## Your instructions
Using the records that follow, copy every line containing the word "kayak".

## Records supplied
- - - - -

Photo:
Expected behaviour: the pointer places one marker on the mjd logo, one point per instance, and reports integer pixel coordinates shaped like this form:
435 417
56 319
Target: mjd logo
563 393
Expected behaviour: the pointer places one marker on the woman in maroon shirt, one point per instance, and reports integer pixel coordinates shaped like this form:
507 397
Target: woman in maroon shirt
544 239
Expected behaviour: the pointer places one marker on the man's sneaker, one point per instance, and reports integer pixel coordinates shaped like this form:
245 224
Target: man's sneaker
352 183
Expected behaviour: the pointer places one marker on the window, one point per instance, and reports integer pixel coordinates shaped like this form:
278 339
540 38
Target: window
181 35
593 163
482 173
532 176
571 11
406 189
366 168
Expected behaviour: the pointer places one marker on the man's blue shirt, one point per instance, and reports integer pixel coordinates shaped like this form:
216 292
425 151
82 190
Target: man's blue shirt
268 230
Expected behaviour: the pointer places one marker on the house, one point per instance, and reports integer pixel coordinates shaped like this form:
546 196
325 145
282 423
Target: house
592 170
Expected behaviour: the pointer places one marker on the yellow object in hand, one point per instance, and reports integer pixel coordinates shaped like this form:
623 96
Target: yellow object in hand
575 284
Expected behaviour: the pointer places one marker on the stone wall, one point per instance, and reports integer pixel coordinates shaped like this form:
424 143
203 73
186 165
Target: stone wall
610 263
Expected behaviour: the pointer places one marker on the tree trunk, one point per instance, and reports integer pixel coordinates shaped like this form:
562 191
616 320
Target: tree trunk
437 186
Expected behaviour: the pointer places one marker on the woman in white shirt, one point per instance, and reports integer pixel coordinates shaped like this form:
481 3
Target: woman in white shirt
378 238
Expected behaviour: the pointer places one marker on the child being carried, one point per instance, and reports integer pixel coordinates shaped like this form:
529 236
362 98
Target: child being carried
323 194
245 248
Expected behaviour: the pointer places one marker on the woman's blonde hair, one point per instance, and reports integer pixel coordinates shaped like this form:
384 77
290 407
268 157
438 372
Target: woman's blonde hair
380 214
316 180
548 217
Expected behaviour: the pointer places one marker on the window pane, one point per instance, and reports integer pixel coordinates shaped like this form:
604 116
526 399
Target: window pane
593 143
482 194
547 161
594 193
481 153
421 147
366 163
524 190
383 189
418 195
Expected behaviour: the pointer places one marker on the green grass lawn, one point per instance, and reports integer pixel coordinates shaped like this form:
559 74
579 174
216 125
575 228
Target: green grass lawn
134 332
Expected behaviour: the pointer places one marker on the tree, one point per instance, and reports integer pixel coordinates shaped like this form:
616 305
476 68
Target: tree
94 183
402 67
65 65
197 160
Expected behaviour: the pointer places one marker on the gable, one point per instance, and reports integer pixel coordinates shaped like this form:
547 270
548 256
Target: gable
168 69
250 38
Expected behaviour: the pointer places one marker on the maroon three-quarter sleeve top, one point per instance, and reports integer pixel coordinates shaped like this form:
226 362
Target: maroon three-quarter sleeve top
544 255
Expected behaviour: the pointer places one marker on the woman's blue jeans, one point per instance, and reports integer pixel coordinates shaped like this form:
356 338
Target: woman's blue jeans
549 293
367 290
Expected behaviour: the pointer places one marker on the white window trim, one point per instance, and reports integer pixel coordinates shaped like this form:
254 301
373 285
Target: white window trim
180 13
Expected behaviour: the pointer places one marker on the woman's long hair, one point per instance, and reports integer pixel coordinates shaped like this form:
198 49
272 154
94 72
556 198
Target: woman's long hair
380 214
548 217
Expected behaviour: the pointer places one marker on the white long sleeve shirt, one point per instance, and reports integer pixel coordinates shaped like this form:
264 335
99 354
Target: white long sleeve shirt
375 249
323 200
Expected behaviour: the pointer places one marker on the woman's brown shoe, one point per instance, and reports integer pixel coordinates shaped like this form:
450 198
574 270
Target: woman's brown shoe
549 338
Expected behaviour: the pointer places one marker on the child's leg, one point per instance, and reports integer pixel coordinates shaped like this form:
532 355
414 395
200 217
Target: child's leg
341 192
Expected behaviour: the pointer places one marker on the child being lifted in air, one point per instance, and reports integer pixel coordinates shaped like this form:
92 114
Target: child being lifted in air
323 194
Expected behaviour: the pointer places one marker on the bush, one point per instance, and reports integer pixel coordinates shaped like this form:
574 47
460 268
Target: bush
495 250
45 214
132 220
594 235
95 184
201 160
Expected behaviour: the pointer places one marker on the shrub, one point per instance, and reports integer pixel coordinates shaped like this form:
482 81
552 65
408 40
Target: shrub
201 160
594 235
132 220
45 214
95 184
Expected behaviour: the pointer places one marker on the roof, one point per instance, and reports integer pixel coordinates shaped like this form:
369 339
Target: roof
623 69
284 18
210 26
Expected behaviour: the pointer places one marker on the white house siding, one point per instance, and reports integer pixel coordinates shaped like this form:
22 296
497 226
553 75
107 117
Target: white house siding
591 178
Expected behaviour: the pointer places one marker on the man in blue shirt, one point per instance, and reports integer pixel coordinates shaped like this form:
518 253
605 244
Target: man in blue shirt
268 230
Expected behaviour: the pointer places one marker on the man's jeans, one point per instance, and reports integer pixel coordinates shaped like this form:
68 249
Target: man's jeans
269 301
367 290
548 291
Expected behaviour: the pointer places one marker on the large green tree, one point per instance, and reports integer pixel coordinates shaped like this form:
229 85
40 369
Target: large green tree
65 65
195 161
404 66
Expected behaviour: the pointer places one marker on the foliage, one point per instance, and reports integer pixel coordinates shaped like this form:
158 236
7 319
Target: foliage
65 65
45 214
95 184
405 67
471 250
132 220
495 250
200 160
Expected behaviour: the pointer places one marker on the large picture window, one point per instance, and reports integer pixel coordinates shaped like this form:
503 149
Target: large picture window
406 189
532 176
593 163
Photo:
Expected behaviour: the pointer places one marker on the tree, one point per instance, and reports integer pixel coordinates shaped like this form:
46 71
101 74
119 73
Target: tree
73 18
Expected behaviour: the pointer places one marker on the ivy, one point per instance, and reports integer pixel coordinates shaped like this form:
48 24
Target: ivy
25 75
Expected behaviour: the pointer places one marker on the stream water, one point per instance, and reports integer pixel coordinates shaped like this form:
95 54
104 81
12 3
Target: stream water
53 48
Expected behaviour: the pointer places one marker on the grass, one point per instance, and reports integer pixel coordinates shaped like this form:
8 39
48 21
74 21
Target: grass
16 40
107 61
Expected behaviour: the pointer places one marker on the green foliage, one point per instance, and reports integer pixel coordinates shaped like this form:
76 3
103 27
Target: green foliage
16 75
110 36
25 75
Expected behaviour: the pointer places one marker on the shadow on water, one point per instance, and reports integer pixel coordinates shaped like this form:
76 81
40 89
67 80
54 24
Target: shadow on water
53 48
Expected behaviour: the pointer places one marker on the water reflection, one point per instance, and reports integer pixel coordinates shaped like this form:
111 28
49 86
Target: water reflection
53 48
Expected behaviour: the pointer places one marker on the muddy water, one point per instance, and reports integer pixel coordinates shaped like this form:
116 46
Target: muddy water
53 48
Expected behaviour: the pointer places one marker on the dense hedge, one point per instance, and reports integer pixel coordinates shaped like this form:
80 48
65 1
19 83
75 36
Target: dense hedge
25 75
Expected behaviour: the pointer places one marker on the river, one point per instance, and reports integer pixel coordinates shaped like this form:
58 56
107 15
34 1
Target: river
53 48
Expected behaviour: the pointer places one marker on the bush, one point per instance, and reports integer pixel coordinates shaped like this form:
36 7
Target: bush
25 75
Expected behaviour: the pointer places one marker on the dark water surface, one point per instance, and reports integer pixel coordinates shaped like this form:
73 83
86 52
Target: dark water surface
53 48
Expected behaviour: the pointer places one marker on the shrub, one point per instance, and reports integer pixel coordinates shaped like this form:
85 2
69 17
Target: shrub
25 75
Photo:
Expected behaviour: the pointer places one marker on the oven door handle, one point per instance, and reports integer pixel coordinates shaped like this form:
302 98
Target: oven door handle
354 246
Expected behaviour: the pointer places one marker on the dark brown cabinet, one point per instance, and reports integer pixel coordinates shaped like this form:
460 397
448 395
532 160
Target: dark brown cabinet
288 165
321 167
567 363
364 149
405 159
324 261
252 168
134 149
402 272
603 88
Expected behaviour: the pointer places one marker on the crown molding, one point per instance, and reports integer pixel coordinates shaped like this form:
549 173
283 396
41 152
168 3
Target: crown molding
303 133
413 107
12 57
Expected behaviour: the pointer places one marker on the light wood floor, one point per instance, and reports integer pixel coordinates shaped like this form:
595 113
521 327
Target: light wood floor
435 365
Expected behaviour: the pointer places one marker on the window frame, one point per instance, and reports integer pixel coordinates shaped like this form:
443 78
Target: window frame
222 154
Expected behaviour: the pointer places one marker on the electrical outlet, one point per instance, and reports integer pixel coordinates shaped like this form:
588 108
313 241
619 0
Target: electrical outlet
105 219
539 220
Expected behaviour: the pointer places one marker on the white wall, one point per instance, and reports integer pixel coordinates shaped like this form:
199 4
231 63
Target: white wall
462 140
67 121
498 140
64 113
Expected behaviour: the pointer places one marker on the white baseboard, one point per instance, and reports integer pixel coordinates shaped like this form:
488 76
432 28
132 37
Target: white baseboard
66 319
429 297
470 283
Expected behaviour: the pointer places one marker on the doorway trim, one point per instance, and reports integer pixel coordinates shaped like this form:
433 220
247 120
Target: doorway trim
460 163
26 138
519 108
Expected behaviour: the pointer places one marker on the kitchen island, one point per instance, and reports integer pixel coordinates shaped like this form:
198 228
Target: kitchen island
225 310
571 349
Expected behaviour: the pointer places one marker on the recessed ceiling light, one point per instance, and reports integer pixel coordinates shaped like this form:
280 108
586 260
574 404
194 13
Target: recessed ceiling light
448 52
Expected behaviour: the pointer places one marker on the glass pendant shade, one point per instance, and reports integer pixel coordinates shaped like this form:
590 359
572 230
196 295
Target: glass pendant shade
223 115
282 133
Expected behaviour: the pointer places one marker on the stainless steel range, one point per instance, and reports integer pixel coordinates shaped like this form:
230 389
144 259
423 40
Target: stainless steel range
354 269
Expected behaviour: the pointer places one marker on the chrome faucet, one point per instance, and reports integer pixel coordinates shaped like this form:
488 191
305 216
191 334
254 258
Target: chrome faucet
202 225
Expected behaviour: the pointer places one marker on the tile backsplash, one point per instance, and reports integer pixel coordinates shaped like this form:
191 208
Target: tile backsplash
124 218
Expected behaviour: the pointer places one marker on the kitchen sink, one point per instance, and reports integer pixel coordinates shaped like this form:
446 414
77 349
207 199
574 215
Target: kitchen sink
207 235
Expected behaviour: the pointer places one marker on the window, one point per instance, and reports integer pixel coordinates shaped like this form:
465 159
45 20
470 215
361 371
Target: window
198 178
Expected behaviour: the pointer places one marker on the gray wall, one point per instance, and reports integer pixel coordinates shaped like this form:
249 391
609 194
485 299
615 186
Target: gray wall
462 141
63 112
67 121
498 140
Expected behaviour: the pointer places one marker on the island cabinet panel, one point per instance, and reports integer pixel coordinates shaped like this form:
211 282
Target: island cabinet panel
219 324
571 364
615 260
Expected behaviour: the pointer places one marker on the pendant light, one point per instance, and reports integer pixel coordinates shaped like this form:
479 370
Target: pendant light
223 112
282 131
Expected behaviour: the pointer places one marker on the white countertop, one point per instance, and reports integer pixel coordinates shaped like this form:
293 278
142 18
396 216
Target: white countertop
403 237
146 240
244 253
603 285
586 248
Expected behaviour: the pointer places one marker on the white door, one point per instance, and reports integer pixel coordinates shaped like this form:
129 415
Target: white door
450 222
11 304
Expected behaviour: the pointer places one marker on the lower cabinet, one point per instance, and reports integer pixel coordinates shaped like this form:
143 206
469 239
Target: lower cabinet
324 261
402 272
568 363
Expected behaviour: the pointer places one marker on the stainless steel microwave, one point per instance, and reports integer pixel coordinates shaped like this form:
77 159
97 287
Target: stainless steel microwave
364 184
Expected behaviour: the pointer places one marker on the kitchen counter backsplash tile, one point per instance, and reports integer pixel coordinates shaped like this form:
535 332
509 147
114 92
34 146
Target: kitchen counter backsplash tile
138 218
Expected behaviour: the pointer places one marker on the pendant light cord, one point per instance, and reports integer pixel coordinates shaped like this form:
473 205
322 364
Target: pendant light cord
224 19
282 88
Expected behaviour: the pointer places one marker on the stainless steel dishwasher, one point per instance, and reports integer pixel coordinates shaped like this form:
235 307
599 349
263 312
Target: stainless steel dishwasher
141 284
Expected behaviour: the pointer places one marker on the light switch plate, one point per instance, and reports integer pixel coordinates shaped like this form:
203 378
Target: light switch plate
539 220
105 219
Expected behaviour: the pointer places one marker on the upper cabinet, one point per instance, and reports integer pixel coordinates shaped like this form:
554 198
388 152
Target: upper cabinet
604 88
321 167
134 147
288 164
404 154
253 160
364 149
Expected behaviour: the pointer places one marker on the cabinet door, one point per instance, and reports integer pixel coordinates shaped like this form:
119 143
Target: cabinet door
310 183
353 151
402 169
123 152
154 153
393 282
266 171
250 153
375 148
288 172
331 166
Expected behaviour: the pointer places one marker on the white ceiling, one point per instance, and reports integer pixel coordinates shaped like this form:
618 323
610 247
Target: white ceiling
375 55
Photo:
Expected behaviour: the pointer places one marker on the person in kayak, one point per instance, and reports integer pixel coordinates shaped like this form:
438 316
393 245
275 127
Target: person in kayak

- - - - -

## Output of the exercise
Expected behaviour: the pointer places one marker on the person in kayak, one point per instance, and reports integer pixel coordinates shaped like this form:
Target: person in kayak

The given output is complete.